### Seçili Metin
###

Ermeni tarihçi Asoghik : Ermeniler, Bizans’a olan düşmanlıklar sebebiyle Türklerin Anadolu’ya gelmesine sevinmişler ve hatta Türklere yardım bile etmişlerdir.” derken Urfalı tarihçi Mateos; “Ermeni halkına en büyük kötülüğü Bizanslılar yapmıştır “diyerek, Urfa’nın Selçuklu Türkleri tarafından fethedilmesinin “bayram havasında kutlandığını” Vekayiname adlı eserinde bahsetmektedir. Mateos, Melikşah’ın Suriye’ye yaptığı sefer için; “Türk hükümdarlarının geçtiği ülkelerin halkların baba gibi davrandığını, Hıristiyanlara karşı kalbinde sevgi dolu olduğunu, bu sebeple birçok şehir ve bölge halkının kendi istekleriyle onun idaresine geçtiğini, 1090 yılında Ermeni Patriği Basil’in talebi üzerine çıkardığı bir fermanla kiliseleri, manastırları ve buradaki görevli papazları vergiden muaf tuttuğunu” yazmıştır.

###

### Belirlenen Görevler
- A) Selçuklular hakkındaki metne göre Melikşah, 1090 yılında kimin talebi üzerine bir ferman çıkarmıştır?
- B) Selçuklular hakkındaki metni, son cümlesinin ardından sürdürünüz.

### Veri Kesiti
###

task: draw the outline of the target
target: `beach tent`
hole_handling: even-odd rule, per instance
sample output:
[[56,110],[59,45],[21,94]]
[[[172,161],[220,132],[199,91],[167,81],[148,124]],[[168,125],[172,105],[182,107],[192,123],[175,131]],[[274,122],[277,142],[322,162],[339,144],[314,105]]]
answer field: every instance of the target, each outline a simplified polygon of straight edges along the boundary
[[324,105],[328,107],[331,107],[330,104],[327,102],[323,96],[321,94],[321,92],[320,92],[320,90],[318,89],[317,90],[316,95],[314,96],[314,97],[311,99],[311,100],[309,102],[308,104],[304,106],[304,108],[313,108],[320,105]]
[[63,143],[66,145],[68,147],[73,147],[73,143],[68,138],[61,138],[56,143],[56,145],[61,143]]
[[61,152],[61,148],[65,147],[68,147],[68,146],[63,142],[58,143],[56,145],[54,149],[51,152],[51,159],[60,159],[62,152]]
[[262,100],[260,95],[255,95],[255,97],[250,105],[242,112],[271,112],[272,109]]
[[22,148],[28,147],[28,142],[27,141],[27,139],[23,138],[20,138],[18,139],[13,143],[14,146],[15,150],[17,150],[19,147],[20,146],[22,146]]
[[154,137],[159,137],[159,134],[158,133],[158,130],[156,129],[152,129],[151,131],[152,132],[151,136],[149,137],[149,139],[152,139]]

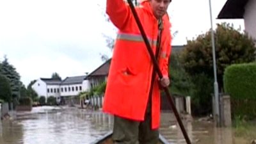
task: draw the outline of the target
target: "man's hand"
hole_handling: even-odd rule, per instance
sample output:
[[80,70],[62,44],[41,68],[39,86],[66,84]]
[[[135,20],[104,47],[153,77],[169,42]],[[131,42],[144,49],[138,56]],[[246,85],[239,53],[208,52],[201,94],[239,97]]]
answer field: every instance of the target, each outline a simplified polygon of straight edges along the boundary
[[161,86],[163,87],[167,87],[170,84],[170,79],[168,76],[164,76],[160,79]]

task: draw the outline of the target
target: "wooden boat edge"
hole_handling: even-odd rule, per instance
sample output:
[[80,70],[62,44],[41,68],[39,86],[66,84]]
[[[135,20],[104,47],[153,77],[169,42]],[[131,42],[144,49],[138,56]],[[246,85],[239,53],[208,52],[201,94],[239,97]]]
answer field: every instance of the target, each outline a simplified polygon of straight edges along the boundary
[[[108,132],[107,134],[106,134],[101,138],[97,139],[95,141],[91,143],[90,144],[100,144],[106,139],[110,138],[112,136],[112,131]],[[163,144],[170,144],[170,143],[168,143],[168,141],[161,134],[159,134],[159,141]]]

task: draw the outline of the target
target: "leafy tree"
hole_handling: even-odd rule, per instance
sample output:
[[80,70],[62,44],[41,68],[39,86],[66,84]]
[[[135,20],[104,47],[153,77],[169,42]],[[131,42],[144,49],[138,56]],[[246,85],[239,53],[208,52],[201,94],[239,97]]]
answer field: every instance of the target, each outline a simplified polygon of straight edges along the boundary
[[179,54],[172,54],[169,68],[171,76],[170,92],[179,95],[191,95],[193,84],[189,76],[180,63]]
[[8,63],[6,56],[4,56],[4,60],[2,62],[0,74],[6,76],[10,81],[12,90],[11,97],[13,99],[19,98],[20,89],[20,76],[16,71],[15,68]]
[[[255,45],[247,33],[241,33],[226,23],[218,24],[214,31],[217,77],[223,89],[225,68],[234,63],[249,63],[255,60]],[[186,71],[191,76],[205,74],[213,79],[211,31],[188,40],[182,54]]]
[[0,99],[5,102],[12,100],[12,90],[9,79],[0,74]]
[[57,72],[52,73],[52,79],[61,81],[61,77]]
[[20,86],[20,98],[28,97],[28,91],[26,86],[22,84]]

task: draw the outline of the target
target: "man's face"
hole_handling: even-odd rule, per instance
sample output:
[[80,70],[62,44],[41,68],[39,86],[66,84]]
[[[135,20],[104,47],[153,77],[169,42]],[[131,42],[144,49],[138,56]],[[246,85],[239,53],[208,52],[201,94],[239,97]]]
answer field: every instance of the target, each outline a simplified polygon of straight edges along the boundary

###

### Görev Yanıtları
- A) Ermeni Patriği Basil'in talebi üzerine.

- B)
Fakat yine ilginçtir ki Sultan Melikşah’tan bu kadar övgü ile bahseden Ermeniler onun ölümünden iki yıl sonra başlayan (1098 ) I. Haçlı Seferinde Haçlılara yardım etmişlerdir. Bu da bizlere milletlerin davranış biçimlerinde dini telkinlerin ne kadar etkili olduğunu göstermektedir. Çünkü Haçlı seferlerini başlatan Piyer Lermit adlı papaz bu seferlerde öleceklere kesin cennet vaadediyordu. Bu arada Melikşah’ın 1096 da ölmesiyle birlikte Büyük Selçuklu Devleti büyük bir bunalıma girmişti ve yıkılmaya doğru gidiyordu. Bağımsız Bir Ermenistan için bundan güzel fırsat olamazdı.
Ancak..Haçlı Seferleri Ermenilerin bekledikleri gibi gitmedi. Öte taraftan Selçuklu Devleti yıkıldı ama hemen peşinden Ermeniler için hiç de hayırlara vesile sayılmayacak yeni yüzler görülmeye başlandı bu topraklarda: Harzemşahlılar, Celayirliler, İlhanlılar, Timur İmparatorluğu, Karakoyunlular, Akkoyunlular ve Safeviler...1514 Deki Çaldıran ve 1515deki Turnadağı Savaşından sonra bu topraklar Yavuz Sultan Selim tarafından Osmanlı Hakimiyetine bağlandı.
Ermenilerin ilk Türk Hakimiyetine girdikleri 1071 ve Osmanlı Devletinin hakimiyetine girdikleri 1515 yılları arasında herhangi bir isyanına ben herhangi bir yerde tesadüf etmedim.
İyi de bu kadar mutlu ve Türk hakimiyetinden hoşnud olan bu millete ne oldu da ayaklandı bunlar ? Sahi hep bahsedilen o 1878 Berlin Antlaşmasına kadar hiç mi bağımsızlık isteği ya da ayaklanma olmadı Ermenilerde. Hep Millet-i Sadıka olarak mı kaldılar? Değil elbette..Çok fazla olmasa da 1878 öncesinde de var.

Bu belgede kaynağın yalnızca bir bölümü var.